--- START ---

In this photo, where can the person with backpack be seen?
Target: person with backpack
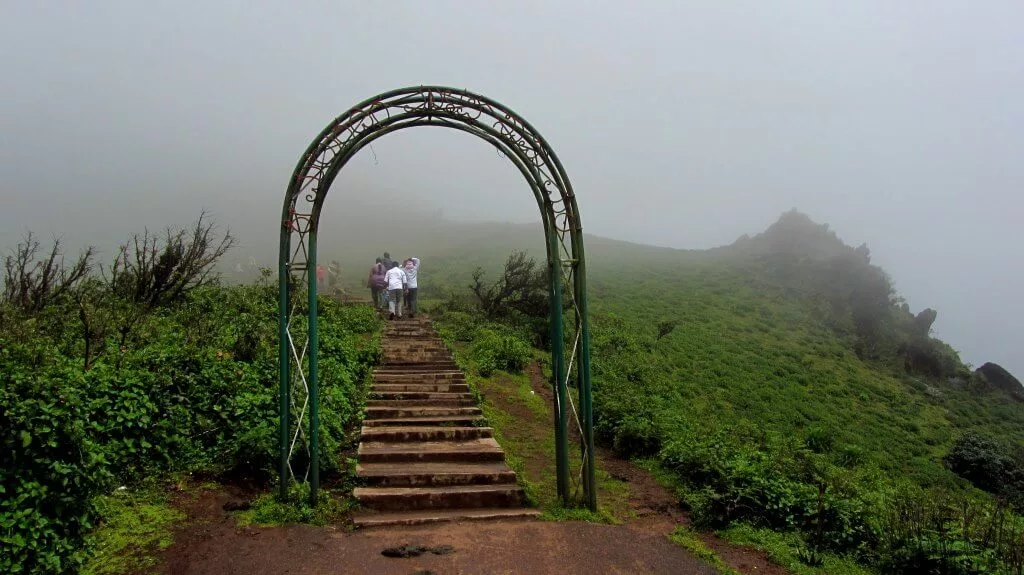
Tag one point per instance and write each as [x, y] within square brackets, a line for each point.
[377, 283]
[396, 284]
[412, 268]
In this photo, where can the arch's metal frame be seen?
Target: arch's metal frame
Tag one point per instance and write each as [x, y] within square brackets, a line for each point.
[523, 145]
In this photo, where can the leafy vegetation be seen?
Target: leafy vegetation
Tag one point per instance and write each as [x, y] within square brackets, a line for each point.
[688, 539]
[134, 524]
[109, 379]
[791, 391]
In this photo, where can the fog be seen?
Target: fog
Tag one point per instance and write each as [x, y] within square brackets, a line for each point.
[681, 124]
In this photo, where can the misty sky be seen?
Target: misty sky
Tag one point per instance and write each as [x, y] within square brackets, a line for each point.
[681, 124]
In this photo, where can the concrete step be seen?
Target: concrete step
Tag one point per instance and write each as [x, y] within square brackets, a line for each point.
[393, 412]
[406, 377]
[413, 403]
[433, 475]
[418, 366]
[423, 433]
[483, 449]
[420, 388]
[370, 520]
[439, 421]
[411, 498]
[418, 395]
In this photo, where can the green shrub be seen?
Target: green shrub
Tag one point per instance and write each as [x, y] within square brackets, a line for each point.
[984, 462]
[50, 466]
[189, 388]
[492, 351]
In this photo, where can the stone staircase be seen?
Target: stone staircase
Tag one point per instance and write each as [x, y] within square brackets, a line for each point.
[424, 453]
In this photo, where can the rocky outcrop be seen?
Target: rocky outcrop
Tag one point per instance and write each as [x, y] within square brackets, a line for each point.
[995, 376]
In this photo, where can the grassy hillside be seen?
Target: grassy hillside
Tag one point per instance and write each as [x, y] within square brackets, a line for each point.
[796, 392]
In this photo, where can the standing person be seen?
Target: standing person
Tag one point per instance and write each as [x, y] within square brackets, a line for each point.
[396, 283]
[377, 283]
[412, 269]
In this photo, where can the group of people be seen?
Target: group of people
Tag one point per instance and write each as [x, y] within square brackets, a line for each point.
[392, 284]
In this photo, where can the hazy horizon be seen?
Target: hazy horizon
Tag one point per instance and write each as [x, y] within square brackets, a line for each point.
[681, 124]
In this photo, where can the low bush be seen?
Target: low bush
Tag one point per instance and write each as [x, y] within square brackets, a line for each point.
[193, 388]
[492, 351]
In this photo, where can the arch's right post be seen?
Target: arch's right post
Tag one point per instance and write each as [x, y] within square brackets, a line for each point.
[558, 371]
[587, 400]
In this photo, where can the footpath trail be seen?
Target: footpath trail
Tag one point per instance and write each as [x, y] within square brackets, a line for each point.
[432, 470]
[425, 454]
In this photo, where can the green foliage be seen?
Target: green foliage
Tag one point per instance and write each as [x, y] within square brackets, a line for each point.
[492, 351]
[268, 510]
[788, 550]
[986, 465]
[689, 540]
[134, 525]
[797, 397]
[186, 388]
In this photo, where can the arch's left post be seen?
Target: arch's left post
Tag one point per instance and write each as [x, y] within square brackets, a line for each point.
[283, 349]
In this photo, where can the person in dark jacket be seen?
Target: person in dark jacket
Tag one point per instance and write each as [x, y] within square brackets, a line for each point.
[377, 282]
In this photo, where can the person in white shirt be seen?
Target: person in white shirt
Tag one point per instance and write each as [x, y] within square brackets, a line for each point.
[412, 268]
[396, 282]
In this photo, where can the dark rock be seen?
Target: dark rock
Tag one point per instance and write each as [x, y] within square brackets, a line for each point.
[995, 376]
[238, 505]
[406, 551]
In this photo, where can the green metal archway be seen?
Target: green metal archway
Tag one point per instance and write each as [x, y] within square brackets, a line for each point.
[517, 140]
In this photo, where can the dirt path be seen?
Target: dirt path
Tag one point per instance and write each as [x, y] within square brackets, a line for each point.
[212, 543]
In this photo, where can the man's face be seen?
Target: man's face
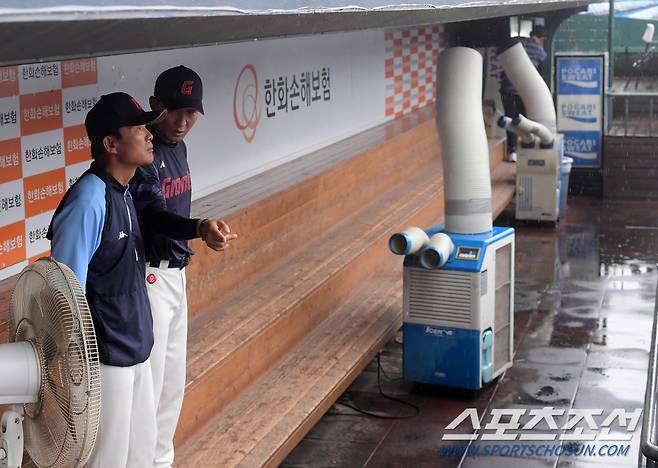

--- END ---

**What you are asked to do:**
How many of the lines above contain "face", with case counting? Reply with the number alone.

**Final answer:**
2